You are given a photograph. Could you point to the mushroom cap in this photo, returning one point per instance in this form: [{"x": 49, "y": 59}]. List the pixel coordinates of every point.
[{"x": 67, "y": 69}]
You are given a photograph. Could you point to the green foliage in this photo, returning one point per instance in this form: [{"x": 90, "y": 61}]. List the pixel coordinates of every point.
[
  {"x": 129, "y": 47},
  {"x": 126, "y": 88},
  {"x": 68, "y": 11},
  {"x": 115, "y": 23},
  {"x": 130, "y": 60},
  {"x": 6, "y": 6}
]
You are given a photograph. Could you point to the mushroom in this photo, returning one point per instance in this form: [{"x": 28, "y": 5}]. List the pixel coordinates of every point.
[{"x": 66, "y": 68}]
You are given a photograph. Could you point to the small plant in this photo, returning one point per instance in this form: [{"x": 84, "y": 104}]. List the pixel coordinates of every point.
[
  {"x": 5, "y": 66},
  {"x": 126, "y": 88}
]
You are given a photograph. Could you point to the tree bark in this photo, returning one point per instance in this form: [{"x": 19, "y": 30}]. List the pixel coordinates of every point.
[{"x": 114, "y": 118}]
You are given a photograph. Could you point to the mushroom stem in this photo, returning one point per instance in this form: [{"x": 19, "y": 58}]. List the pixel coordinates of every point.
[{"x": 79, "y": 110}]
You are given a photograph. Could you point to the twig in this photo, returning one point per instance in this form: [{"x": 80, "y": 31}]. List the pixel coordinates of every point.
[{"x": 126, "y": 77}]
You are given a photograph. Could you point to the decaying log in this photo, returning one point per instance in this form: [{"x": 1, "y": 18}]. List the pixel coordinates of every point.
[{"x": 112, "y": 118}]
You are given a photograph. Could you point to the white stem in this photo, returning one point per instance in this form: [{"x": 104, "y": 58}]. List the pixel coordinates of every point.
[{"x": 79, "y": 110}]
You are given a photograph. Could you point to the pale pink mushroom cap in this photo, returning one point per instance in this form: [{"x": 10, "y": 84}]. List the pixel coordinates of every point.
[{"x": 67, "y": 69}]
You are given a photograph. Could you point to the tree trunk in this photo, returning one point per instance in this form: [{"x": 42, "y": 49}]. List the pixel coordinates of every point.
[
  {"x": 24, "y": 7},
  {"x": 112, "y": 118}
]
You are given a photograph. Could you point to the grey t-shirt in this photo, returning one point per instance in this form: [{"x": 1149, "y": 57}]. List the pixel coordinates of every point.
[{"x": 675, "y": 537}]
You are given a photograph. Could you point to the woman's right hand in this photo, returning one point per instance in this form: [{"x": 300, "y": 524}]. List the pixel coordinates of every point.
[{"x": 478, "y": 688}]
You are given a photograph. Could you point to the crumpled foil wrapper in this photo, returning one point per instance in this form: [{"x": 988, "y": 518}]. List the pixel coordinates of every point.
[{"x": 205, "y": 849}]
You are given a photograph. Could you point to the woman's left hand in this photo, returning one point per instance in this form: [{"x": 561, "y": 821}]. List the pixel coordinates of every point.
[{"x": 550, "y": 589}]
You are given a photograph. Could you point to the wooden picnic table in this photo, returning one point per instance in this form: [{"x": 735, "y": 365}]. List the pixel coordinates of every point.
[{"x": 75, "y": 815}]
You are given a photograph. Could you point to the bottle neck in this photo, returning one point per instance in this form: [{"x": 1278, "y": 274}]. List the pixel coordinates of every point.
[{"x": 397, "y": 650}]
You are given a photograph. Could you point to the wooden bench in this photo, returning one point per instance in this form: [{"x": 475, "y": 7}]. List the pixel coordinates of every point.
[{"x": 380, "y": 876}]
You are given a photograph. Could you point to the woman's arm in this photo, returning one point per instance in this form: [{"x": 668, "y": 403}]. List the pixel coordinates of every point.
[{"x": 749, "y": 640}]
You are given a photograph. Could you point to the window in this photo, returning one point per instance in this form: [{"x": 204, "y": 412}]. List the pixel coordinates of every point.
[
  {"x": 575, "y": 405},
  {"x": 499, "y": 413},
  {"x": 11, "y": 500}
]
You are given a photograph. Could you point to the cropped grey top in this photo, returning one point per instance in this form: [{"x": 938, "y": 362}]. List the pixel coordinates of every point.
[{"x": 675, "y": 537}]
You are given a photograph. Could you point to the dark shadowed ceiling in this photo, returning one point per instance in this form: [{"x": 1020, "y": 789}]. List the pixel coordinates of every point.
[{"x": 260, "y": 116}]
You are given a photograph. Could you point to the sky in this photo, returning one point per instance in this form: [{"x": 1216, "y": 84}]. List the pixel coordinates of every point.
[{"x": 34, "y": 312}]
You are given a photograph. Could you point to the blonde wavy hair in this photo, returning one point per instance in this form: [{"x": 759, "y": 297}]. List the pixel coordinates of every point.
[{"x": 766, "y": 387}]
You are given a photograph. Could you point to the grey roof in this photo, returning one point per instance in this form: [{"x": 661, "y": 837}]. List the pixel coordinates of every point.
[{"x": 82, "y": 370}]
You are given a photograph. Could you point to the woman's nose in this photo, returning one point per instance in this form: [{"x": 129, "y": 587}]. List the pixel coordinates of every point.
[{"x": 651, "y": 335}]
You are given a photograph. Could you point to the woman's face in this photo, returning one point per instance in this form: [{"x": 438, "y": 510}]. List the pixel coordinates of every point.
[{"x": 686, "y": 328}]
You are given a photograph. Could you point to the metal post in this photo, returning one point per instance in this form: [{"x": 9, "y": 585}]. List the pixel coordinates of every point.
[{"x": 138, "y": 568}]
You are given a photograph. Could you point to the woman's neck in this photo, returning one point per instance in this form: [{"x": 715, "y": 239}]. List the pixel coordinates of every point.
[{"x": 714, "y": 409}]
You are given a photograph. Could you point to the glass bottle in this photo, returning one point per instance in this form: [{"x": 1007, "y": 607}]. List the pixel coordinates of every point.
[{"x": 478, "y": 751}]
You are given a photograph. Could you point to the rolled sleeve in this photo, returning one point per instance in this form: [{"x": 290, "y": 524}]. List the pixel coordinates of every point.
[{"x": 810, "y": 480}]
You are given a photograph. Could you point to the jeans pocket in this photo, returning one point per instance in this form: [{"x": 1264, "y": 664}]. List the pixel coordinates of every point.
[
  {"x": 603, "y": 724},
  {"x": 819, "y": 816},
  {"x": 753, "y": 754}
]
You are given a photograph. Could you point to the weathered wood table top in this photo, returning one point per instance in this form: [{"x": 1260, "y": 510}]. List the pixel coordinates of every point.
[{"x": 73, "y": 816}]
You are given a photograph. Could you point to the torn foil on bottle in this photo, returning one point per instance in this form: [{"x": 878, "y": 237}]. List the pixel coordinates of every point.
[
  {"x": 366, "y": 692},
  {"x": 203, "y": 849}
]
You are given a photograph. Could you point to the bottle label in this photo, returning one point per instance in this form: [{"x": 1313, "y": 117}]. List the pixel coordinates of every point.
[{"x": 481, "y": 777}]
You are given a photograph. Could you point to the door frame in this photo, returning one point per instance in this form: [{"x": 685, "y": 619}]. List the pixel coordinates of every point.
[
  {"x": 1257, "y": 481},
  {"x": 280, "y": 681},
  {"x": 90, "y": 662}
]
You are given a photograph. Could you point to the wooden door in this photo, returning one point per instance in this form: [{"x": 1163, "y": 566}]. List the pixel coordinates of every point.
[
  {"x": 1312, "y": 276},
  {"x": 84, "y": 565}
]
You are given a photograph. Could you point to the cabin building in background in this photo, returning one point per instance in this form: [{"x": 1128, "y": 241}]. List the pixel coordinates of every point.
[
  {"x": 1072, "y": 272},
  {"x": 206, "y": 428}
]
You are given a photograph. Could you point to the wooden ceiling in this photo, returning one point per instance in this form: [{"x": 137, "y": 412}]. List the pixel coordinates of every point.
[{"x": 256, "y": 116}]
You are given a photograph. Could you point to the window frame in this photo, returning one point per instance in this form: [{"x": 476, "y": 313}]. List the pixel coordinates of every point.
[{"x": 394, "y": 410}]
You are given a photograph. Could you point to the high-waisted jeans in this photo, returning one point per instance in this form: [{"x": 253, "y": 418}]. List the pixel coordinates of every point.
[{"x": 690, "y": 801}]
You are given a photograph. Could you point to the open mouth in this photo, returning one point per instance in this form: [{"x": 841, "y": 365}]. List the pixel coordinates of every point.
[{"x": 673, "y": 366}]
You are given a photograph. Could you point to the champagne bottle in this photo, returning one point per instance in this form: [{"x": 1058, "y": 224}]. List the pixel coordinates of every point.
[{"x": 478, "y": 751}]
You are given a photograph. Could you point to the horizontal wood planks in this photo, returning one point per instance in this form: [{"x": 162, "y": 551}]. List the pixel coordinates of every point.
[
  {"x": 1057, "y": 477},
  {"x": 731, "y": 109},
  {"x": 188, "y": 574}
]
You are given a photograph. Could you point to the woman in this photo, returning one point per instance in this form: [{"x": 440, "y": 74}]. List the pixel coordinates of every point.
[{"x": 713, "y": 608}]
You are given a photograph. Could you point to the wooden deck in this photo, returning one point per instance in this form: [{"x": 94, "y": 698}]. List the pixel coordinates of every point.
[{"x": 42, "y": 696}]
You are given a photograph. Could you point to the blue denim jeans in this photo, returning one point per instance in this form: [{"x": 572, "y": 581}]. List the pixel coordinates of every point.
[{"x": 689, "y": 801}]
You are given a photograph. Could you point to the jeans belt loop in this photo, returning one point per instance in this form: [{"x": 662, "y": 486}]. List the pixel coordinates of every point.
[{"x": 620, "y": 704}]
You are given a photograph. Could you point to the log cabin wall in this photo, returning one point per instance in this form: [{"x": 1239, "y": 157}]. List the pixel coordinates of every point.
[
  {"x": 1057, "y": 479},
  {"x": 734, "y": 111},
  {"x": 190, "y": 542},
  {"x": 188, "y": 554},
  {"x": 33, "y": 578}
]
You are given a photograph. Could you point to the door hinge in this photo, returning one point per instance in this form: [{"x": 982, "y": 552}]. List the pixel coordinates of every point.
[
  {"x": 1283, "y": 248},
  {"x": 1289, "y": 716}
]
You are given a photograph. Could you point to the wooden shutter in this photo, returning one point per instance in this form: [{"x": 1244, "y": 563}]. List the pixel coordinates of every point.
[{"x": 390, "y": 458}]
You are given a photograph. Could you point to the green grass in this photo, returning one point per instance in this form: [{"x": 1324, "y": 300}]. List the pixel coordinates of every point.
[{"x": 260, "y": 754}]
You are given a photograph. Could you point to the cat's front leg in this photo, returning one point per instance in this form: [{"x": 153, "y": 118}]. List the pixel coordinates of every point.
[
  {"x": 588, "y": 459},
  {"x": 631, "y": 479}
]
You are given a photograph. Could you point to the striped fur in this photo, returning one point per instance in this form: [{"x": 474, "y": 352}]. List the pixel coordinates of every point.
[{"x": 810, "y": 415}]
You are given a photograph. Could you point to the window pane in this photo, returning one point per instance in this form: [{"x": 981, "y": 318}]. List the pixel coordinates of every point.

### Task objective
Update the data starting at the line containing "the door hinge" and ending at the last line, changing "wooden shutter" to "window shutter" and keeping everything else the same. Give back only those lines.

### Worked answer
You are given a photograph. Could you point to the door hinge in this photo, returning one point per instance in this form: [{"x": 982, "y": 552}]. List the pixel coordinates of every point.
[
  {"x": 1283, "y": 248},
  {"x": 1289, "y": 716}
]
You are given a photograph. Could you point to the window shutter in this photo, returning one point per instance in this form: [{"x": 1244, "y": 563}]. List the pixel coordinates of every point.
[{"x": 390, "y": 458}]
You are given a photograph. Could you point to the green grass in this photo, returning one point per instance in this form: [{"x": 1324, "y": 300}]. List the pixel coordinates of every point.
[{"x": 260, "y": 754}]
You are given a photograph. Could you point to the cat's front leg in this photo, returning one point per instance in this form: [{"x": 153, "y": 118}]. List the pixel coordinates of every point.
[
  {"x": 588, "y": 459},
  {"x": 631, "y": 479}
]
You are given a photograph. Could you point to the striped fur in this photo, returning one point per instance in this form: [{"x": 474, "y": 352}]. List the pixel coordinates of every point.
[{"x": 810, "y": 415}]
You are given a photograph. Could you point to the window pane in this photo, returning one point per instance in this form: [{"x": 981, "y": 318}]. List the pixel coordinates of every point.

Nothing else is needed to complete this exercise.